> _Excerpted passage_:
§
The Royal Exchange, the Corn Exchange, the Baltic Exchange, the Metal Exchange, the Bank of England, the merchant banks, the insurance companies, the mercantile houses, the Old Bailey, the Inns of Court, the Guildhall, the schools and colleges, the ancient markets, all of them have Freemasons in significant positions. Among the institutions with their own Lodges are the Baltic Exchange (Baltic Lodge No 3006 which has its own temple actually in the Exchange in St Mary Axe); the Bank of England (Bank of England Lodge No 263); and Lloyd's (Black Horse of Lombard Street Lodge No 4155). Like any local authority - and like central government itself - the City Corporation is formed of a council of elected representatives (the Aldermen, Deputies and Common Council) and of salaried permanent officers whose job it is to advise the council and execute its decisions. For administrative purposes the City is divided into twenty-five wards. Ten of these wards have their own Lodges.* Five of the six Common Councilmen representing Aldersgate Ward - Arthur Brian Wilson (Deputy), Hyman Liss, Edwin Stephen Wilson, and Peter George Robert Sayles are Freemasons.
§
> _Records supplied_:
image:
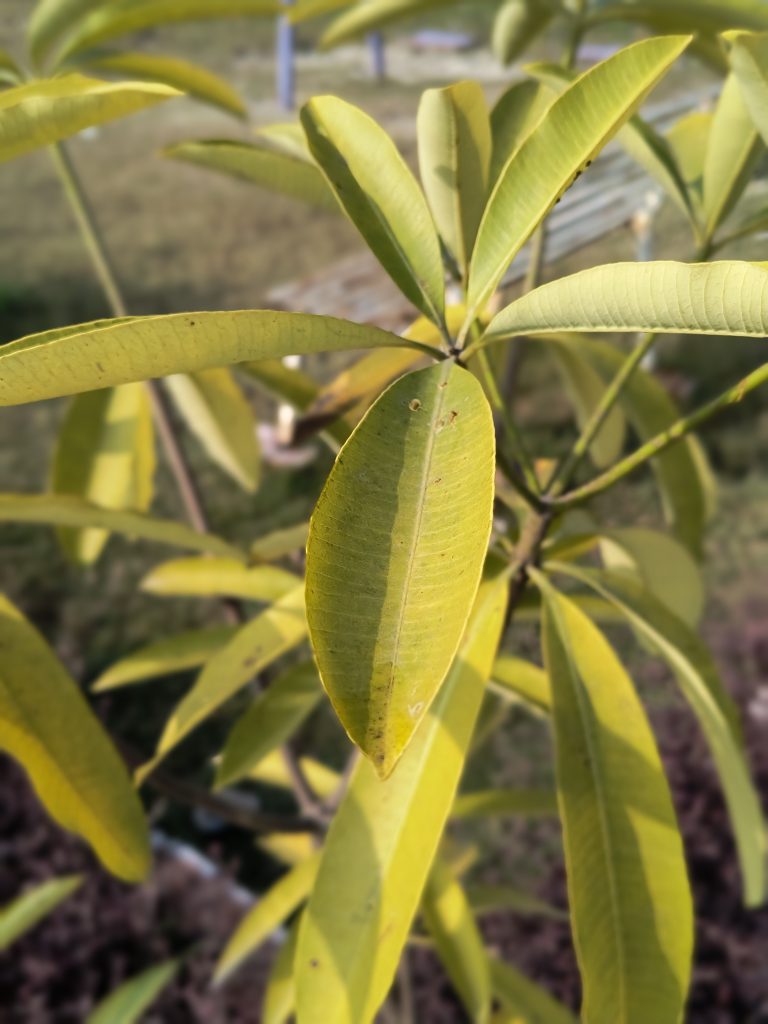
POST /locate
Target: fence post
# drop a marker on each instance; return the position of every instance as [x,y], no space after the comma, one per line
[285,53]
§
> _Task set_:
1: In the excerpted passage on Freemasonry in the City, how many wards is the City divided into for administrative purposes?
2: Rewrite the records with "fence post" changed to "lamp post" and nothing else altered, omitting the pictures.

> _Set of answers_:
1: Twenty-five.

2:
image:
POST /locate
Target: lamp post
# drop a marker on each instance; return the position of every instance as [x,y], no space after the comma, one per line
[285,53]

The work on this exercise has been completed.